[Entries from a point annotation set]
____________

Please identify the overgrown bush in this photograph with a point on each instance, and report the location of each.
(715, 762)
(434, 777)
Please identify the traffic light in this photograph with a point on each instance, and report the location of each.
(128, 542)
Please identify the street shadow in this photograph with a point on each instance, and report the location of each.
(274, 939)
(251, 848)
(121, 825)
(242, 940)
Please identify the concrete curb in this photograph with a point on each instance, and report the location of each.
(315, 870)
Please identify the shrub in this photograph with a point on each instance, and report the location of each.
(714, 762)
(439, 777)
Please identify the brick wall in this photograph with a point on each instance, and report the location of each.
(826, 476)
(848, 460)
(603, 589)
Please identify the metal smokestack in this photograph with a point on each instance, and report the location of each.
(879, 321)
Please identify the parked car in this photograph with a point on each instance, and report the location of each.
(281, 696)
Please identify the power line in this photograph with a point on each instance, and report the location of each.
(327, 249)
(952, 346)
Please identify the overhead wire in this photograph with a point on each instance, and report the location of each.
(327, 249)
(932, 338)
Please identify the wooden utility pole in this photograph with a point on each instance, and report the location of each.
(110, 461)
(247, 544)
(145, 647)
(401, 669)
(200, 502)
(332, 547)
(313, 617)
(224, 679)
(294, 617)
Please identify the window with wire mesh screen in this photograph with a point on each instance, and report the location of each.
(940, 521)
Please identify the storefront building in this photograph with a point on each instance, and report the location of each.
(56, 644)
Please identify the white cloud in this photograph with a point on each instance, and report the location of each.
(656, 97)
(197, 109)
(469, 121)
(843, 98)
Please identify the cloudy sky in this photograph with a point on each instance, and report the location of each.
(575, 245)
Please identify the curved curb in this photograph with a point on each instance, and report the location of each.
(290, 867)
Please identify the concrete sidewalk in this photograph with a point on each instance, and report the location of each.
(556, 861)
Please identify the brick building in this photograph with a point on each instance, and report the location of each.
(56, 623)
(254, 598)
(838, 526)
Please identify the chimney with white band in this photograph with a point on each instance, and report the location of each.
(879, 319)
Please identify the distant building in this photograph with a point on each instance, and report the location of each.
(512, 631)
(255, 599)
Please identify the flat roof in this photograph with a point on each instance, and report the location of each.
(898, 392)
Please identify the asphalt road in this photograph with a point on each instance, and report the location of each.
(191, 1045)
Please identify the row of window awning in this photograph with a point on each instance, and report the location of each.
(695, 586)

____________

[WHAT IS ASKED]: Carry over the part of the listing from the line containing "Please identify the distant" through its end, including that first line and every request line, and add 83 to each coordinate value.

[WRITTEN RESPONSE]:
Please identify the distant building in this photograph with a point on each instance, and report the location of each.
(595, 714)
(338, 682)
Please identify the flat roof in this photograph with a point on each instance, and report the location of each.
(981, 475)
Please identify the asphalt road in this photograph with a point on each instance, and report the location of each.
(274, 1128)
Please identify the row of window awning in this photograph with a point on each instance, and report the location of each.
(778, 669)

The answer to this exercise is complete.